Position identification records

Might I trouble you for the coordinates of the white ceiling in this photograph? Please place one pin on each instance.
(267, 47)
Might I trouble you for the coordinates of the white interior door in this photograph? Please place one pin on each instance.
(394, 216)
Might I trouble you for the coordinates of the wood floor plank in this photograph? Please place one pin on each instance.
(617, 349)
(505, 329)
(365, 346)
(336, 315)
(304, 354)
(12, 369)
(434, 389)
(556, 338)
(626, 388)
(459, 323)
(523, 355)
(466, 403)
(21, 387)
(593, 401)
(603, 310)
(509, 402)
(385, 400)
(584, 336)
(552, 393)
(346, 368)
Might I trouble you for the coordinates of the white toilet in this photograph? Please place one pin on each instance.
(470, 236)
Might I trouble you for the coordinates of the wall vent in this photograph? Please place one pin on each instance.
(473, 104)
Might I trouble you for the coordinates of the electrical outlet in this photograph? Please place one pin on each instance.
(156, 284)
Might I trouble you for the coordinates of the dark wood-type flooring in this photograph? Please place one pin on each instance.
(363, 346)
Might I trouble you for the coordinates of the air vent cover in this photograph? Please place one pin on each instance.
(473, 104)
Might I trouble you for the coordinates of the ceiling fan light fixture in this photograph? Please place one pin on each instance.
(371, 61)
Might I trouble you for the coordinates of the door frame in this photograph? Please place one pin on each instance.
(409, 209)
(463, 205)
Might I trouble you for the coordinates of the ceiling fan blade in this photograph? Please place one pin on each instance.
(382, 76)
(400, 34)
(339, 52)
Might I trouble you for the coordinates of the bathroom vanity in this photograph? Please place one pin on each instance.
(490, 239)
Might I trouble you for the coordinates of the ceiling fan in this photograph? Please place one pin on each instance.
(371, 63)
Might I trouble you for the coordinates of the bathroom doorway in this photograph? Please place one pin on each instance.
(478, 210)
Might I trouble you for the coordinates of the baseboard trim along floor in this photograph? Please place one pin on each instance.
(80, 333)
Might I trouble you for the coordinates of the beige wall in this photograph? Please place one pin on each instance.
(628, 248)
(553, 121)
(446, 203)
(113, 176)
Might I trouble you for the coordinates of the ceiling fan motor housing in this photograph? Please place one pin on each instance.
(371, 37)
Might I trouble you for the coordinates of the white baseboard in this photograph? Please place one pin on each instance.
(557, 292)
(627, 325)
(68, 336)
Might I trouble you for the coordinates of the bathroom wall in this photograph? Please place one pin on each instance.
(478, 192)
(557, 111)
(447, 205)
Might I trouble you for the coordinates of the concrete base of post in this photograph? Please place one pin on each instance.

_Work required_
Give again the lines from the line holding "Might I trouble you for the coordinates of the beige" through the close of the listing, both included, exactly as written and with nothing else.

_Solution for this problem_
Might I trouble you for the coordinates of the beige wall in this photograph? Please place one pin on each instance.
(628, 248)
(553, 121)
(446, 203)
(113, 176)
Might I trouble you for the coordinates of the ceiling fan motor housing in this photograph? Please place one pin on each instance.
(371, 37)
Might I trouble you for the coordinates of the white baseboard in this photograph? Please place one pin on each instance.
(557, 292)
(627, 325)
(68, 336)
Might I trouble you for the coordinates of the bathroom wall in this photograph? Please place one pin on each instance.
(478, 192)
(557, 111)
(447, 205)
Might I trouble you for the coordinates of the concrete base of post in this photograph? Please place one pin on each instance.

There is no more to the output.